:: What to work on ::
In the text on multilingualism and the brain, what podcast from Chile does the writer say they are listening to? Please answer in a few words.

:: Document extract ::
Last week, we reviewed the literature that active multilingualism improves our cognitive reserves and thus, has the potential to postpone or even help us avoid dementia; however, this research means nothing if we do not take action in our own lives. Here are a seven ways we can use the research on multilingualism and the brain to enhance our cognitive reserves.
- Place yourself in situations where you have to learn new languages or use and improve the ones you already know. This may be at work, meetups, cultural events, restaurants, etc. You are more likely to be an active bilingual when you face situations that force you to use the languages that are less common in society.
- Read books in your less used language(s). It’s another way you can be more active in your bilingualism. Depending on the books you choose, you may even learn new things, bringing about double benefits for the brain.
- Watch television in your less used language(s). Satellite TV and YouTube have many options in numerous world languages. My daughter and I just finished Malli in Tamil off of YouTube. It’s a fun way to stay active in your less used language(s).
- Listen to podcasts from around the world. Currently, I’m listening to Las Raras Podcast from Chile. (I don’t recommend it for kids though.) Not only do podcasts allow you to be active in your multilingualism, but as we mentioned when talking about reading books, you will likely learn something new as well. Double benefits for your brain!
- Teach the next generation your mother tongue and insist that the language be the language of your home. This way, you will continue to actively use the language with your children through your old age and hopefully, your children will pass the language on and continue being active bilinguals as well. (Obviously, I am speaking to those who have a mother tongue that is different than the language spoken in the larger community.)

:: Extracted entries ::
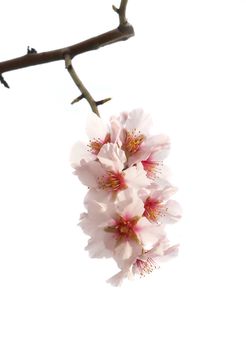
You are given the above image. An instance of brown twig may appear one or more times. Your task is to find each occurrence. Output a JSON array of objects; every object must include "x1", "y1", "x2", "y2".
[
  {"x1": 0, "y1": 0, "x2": 134, "y2": 75},
  {"x1": 0, "y1": 0, "x2": 134, "y2": 117},
  {"x1": 65, "y1": 55, "x2": 111, "y2": 117}
]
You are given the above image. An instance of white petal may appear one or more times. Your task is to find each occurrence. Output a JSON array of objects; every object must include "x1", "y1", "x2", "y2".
[
  {"x1": 70, "y1": 141, "x2": 95, "y2": 168},
  {"x1": 74, "y1": 160, "x2": 105, "y2": 187},
  {"x1": 163, "y1": 199, "x2": 182, "y2": 224},
  {"x1": 115, "y1": 188, "x2": 144, "y2": 217},
  {"x1": 125, "y1": 109, "x2": 152, "y2": 135},
  {"x1": 107, "y1": 269, "x2": 132, "y2": 287},
  {"x1": 97, "y1": 143, "x2": 126, "y2": 172},
  {"x1": 86, "y1": 113, "x2": 109, "y2": 141},
  {"x1": 137, "y1": 217, "x2": 163, "y2": 249},
  {"x1": 114, "y1": 241, "x2": 133, "y2": 260},
  {"x1": 124, "y1": 163, "x2": 151, "y2": 189},
  {"x1": 85, "y1": 237, "x2": 112, "y2": 259}
]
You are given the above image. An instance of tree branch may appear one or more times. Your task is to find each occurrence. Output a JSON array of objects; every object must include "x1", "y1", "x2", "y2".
[
  {"x1": 0, "y1": 0, "x2": 134, "y2": 75},
  {"x1": 65, "y1": 55, "x2": 111, "y2": 117},
  {"x1": 113, "y1": 0, "x2": 128, "y2": 27}
]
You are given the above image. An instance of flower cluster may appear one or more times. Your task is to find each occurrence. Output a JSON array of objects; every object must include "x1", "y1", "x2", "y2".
[{"x1": 72, "y1": 109, "x2": 181, "y2": 285}]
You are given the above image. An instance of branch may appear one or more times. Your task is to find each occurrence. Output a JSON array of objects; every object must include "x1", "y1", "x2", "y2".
[
  {"x1": 65, "y1": 55, "x2": 111, "y2": 117},
  {"x1": 113, "y1": 0, "x2": 128, "y2": 27},
  {"x1": 0, "y1": 0, "x2": 134, "y2": 75}
]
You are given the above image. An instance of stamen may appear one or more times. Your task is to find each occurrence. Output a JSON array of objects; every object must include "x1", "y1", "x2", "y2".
[
  {"x1": 105, "y1": 216, "x2": 141, "y2": 244},
  {"x1": 143, "y1": 197, "x2": 166, "y2": 223},
  {"x1": 142, "y1": 157, "x2": 163, "y2": 180},
  {"x1": 135, "y1": 258, "x2": 159, "y2": 277},
  {"x1": 122, "y1": 130, "x2": 144, "y2": 157},
  {"x1": 98, "y1": 171, "x2": 127, "y2": 192},
  {"x1": 88, "y1": 134, "x2": 111, "y2": 155}
]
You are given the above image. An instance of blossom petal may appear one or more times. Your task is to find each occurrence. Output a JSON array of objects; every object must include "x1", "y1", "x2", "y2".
[
  {"x1": 125, "y1": 108, "x2": 152, "y2": 135},
  {"x1": 74, "y1": 160, "x2": 105, "y2": 187},
  {"x1": 137, "y1": 217, "x2": 163, "y2": 249},
  {"x1": 115, "y1": 188, "x2": 144, "y2": 217},
  {"x1": 85, "y1": 113, "x2": 108, "y2": 141},
  {"x1": 163, "y1": 199, "x2": 182, "y2": 224},
  {"x1": 97, "y1": 143, "x2": 126, "y2": 172},
  {"x1": 70, "y1": 141, "x2": 95, "y2": 168},
  {"x1": 124, "y1": 163, "x2": 151, "y2": 189}
]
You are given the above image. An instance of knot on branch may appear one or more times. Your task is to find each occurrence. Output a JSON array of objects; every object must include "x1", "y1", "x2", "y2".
[
  {"x1": 27, "y1": 46, "x2": 37, "y2": 55},
  {"x1": 0, "y1": 74, "x2": 9, "y2": 89}
]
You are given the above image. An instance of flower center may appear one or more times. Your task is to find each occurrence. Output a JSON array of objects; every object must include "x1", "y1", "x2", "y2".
[
  {"x1": 142, "y1": 157, "x2": 162, "y2": 180},
  {"x1": 98, "y1": 171, "x2": 127, "y2": 192},
  {"x1": 143, "y1": 197, "x2": 165, "y2": 222},
  {"x1": 122, "y1": 130, "x2": 144, "y2": 156},
  {"x1": 105, "y1": 216, "x2": 140, "y2": 243},
  {"x1": 134, "y1": 258, "x2": 158, "y2": 277},
  {"x1": 88, "y1": 134, "x2": 111, "y2": 155}
]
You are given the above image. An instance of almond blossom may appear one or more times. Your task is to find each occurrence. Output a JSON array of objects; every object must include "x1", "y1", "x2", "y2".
[
  {"x1": 74, "y1": 143, "x2": 150, "y2": 193},
  {"x1": 71, "y1": 109, "x2": 181, "y2": 285}
]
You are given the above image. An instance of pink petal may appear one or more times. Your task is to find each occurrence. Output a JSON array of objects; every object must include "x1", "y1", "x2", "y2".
[
  {"x1": 97, "y1": 143, "x2": 126, "y2": 172},
  {"x1": 74, "y1": 160, "x2": 105, "y2": 187},
  {"x1": 85, "y1": 113, "x2": 108, "y2": 140}
]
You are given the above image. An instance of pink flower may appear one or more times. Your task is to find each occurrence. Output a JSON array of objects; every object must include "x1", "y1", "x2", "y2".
[
  {"x1": 80, "y1": 189, "x2": 163, "y2": 269},
  {"x1": 140, "y1": 181, "x2": 181, "y2": 224},
  {"x1": 71, "y1": 109, "x2": 181, "y2": 285},
  {"x1": 70, "y1": 113, "x2": 121, "y2": 168},
  {"x1": 74, "y1": 143, "x2": 150, "y2": 193},
  {"x1": 107, "y1": 236, "x2": 179, "y2": 286}
]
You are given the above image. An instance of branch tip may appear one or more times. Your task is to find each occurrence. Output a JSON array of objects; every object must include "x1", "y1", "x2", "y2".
[
  {"x1": 0, "y1": 74, "x2": 9, "y2": 89},
  {"x1": 96, "y1": 97, "x2": 112, "y2": 106}
]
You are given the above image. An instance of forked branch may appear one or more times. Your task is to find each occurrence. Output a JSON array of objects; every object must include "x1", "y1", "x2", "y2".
[{"x1": 0, "y1": 0, "x2": 134, "y2": 116}]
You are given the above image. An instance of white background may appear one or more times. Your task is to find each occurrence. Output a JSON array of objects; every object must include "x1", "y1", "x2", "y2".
[{"x1": 0, "y1": 0, "x2": 246, "y2": 350}]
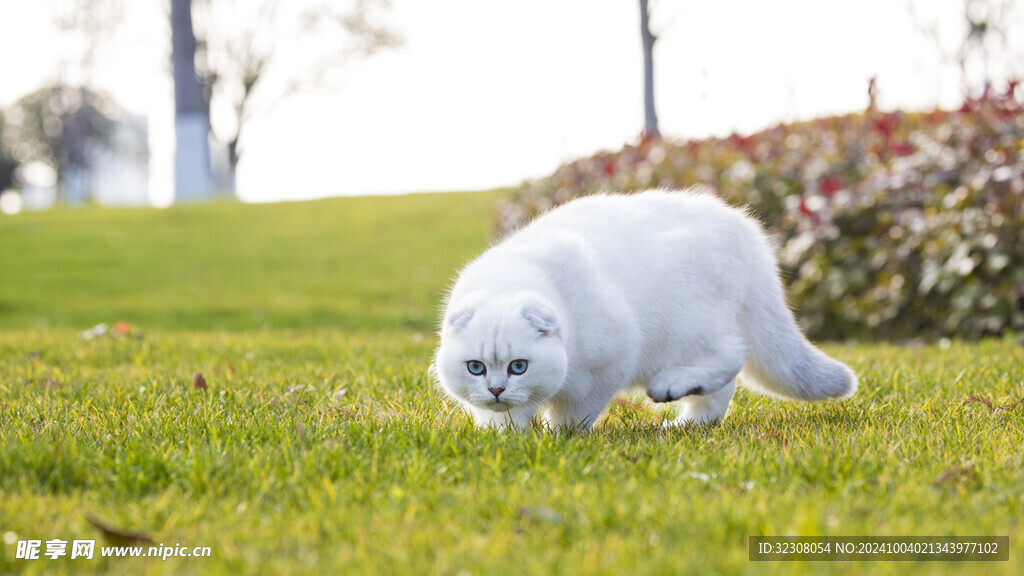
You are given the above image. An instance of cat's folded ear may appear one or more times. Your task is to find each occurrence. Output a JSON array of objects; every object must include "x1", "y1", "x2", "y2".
[
  {"x1": 449, "y1": 310, "x2": 473, "y2": 332},
  {"x1": 522, "y1": 305, "x2": 558, "y2": 336}
]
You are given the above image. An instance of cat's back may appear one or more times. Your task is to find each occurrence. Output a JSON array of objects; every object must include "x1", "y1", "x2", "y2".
[{"x1": 509, "y1": 190, "x2": 748, "y2": 251}]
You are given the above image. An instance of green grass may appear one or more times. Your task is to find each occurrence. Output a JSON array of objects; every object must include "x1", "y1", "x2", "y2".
[{"x1": 0, "y1": 190, "x2": 1024, "y2": 575}]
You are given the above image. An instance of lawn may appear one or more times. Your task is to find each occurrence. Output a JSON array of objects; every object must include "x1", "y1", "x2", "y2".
[{"x1": 0, "y1": 194, "x2": 1024, "y2": 575}]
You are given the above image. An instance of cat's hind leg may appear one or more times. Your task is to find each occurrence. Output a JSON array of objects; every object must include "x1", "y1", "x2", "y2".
[
  {"x1": 647, "y1": 337, "x2": 746, "y2": 402},
  {"x1": 647, "y1": 331, "x2": 746, "y2": 424},
  {"x1": 666, "y1": 378, "x2": 736, "y2": 426}
]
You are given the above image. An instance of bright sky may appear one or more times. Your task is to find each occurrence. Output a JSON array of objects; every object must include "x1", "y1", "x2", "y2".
[{"x1": 0, "y1": 0, "x2": 1024, "y2": 204}]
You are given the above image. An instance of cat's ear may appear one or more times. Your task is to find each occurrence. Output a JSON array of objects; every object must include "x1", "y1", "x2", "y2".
[
  {"x1": 449, "y1": 310, "x2": 473, "y2": 332},
  {"x1": 522, "y1": 306, "x2": 558, "y2": 336}
]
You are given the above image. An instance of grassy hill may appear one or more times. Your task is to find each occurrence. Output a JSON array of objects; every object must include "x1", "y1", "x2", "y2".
[
  {"x1": 0, "y1": 194, "x2": 1024, "y2": 576},
  {"x1": 0, "y1": 193, "x2": 496, "y2": 331}
]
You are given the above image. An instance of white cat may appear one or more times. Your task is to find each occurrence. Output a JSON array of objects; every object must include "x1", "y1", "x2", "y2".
[{"x1": 434, "y1": 191, "x2": 857, "y2": 428}]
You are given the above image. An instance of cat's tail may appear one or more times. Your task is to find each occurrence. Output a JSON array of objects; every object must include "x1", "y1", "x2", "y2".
[{"x1": 739, "y1": 258, "x2": 857, "y2": 400}]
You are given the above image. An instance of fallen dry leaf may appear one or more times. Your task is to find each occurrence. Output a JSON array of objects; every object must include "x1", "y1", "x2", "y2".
[
  {"x1": 932, "y1": 460, "x2": 978, "y2": 488},
  {"x1": 85, "y1": 516, "x2": 154, "y2": 546}
]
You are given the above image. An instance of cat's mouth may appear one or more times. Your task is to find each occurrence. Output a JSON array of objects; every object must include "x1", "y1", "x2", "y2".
[{"x1": 487, "y1": 398, "x2": 512, "y2": 412}]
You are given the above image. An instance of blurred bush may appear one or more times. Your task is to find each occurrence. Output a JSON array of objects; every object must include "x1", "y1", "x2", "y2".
[
  {"x1": 0, "y1": 110, "x2": 17, "y2": 193},
  {"x1": 496, "y1": 85, "x2": 1024, "y2": 339}
]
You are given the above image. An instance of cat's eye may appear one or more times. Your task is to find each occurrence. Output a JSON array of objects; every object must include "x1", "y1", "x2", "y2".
[
  {"x1": 466, "y1": 360, "x2": 487, "y2": 376},
  {"x1": 509, "y1": 360, "x2": 528, "y2": 376}
]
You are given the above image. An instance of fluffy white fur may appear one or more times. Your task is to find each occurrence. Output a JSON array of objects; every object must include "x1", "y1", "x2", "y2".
[{"x1": 435, "y1": 191, "x2": 857, "y2": 427}]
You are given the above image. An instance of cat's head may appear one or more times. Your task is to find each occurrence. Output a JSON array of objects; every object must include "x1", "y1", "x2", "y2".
[{"x1": 436, "y1": 299, "x2": 567, "y2": 412}]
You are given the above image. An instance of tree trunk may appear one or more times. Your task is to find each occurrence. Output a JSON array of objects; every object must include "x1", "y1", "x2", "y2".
[
  {"x1": 171, "y1": 0, "x2": 213, "y2": 202},
  {"x1": 640, "y1": 0, "x2": 662, "y2": 139}
]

:: Solution to this task ::
Las Raras Podcast